═══ Page text ═══

Nestlé Reports That Products Rated As 'Healthy' Make Up 37% Of Its Sales

At first glance, a 37% "healthy" rating from a major food supplier raises eyebrows. But food statistics can be nuanced, depending on the type of data collected, the foods included, and who's doing the rating. Nestlé may have learned the hard way that nutritional transparency can be a double-edged sword.

As the largest food company in the world, with sales topping $93 billion in 2022, per Forbes, Nestlé's stated commitment to nutrition improvement matters – as do benchmark statistics of accountability.

After including a nutritional profile within the company's 2022 Annual Report, Nestlé revealed in March 2023 that more than 60% of its products, excluding PetCare, fall below the "healthy" criteria established by the Australian Health Star Rating (HSR) for packaged foods and beverages.

A chart supplied by Nestlé shows that, within the stated parameters, only 37% of its global portfolio garners an HSR rating at or above 3.5 stars out of 5. The HSR does not report nutritional benefits of specialized nutrition products, which typically sell through Nestlé Health Science or its separate Nutrition business, leaving the company to explain how that skews overall perception.

Nutritional benchmarks

Health Star Rating (HSR) examines each product and issues ratings based on individual characteristics, which can either lower or increase overall scores. For example, sugar, sodium, saturated fat, and total energy can ding an HSR score, while healthy fiber and protein can elevate it, along with ingredients like vegetables, nuts, and fruits.

═══

■ **Problem 1**:
Decide whether each statement below agrees with the Nestlé article. For each, answer yes or no and quote the words of the article that decide it.
(a) Nestlé's sales were above $93 billion in 2022.
(b) The Health Star Rating reports the nutritional benefits of specialized nutrition products.
(c) Fiber and protein can lower a product's Health Star Rating score.
■ **Problem 2**: Output the passage of the Nestlé article that opens with the words containing "At first glance, a" and closes with "statistics of accountability.".
■ **Problem 3**: Pick up the Nestlé article after its last sentence and continue writing it.

═══ Dataset content ═══

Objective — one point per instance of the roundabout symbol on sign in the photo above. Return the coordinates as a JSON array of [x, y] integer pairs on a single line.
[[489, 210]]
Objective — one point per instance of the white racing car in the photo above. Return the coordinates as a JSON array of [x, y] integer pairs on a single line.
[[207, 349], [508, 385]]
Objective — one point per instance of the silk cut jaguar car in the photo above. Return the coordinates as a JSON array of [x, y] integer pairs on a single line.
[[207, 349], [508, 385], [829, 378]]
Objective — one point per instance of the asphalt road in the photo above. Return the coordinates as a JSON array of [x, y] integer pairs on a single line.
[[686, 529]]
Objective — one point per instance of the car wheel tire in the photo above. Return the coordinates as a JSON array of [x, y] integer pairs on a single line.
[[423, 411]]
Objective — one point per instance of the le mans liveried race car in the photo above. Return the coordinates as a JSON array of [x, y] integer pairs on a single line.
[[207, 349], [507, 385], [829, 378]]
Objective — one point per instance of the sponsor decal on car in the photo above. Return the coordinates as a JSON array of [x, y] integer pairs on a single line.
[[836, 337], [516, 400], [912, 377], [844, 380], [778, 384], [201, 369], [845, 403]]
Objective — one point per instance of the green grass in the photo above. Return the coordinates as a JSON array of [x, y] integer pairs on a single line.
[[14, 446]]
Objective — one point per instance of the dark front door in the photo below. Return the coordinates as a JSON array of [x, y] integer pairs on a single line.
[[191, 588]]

═══

■ **Answer area 1**:
(a) Yes: "with sales topping $93 billion in 2022"
(b) No: "The HSR does not report nutritional benefits of specialized nutrition products"
(c) No: "healthy fiber and protein can elevate it"

■ **Answer area 2**:
At first glance, a 37% "healthy" rating from a major food supplier raises eyebrows. But food statistics can be nuanced, depending on the type of data collected, the foods included, and who's doing the rating. Nestlé may have learned the hard way that nutritional transparency can be a double-edged sword.

As the largest food company in the world, with sales topping $93 billion in 2022, per Forbes, Nestlé's stated commitment to nutrition improvement matters – as do benchmark statistics of accountability.

■ **Answer area 3**:
Some Nestlé products consequently receive "healthy" scores. Others don't come close, such as 99% of those within the company's confectionery and ice cream portfolio. A Nestlé presentation reportedly acknowledged this (via Consumer Affairs). However, by excluding healthier products from the rating system, a complete picture is elusive. A company spokesman pointed out that roughly half of Nestlé's sales come from unrepresented categories. These include ones already adhering to highly regulated nutrition standards, such as specialized health products.

The same spokesperson reiterated Nestlé's commitment to improved nutritional values, noting a 14% to 15% product decrease in sugar and sodium over a seven-year period. But the very nature of some Nestlé foods will never meet "healthy" standards, noted in an internal company discussion, leaving it to consumers to balance diets and moderate consumption.

As a global company with product revenue from 188 countries, varying rating systems complicate health statistics. Per Nestlé, 13 of those countries are included in nutritional value reporting, but each adheres to its own government-endorsed nutrient profiling system. Therefore, regional reporting at "market level" will inevitably result in different outcomes. Other prominent global food corporations, including Unilever, have unveiled improved nutrition goals using similar regional metrics.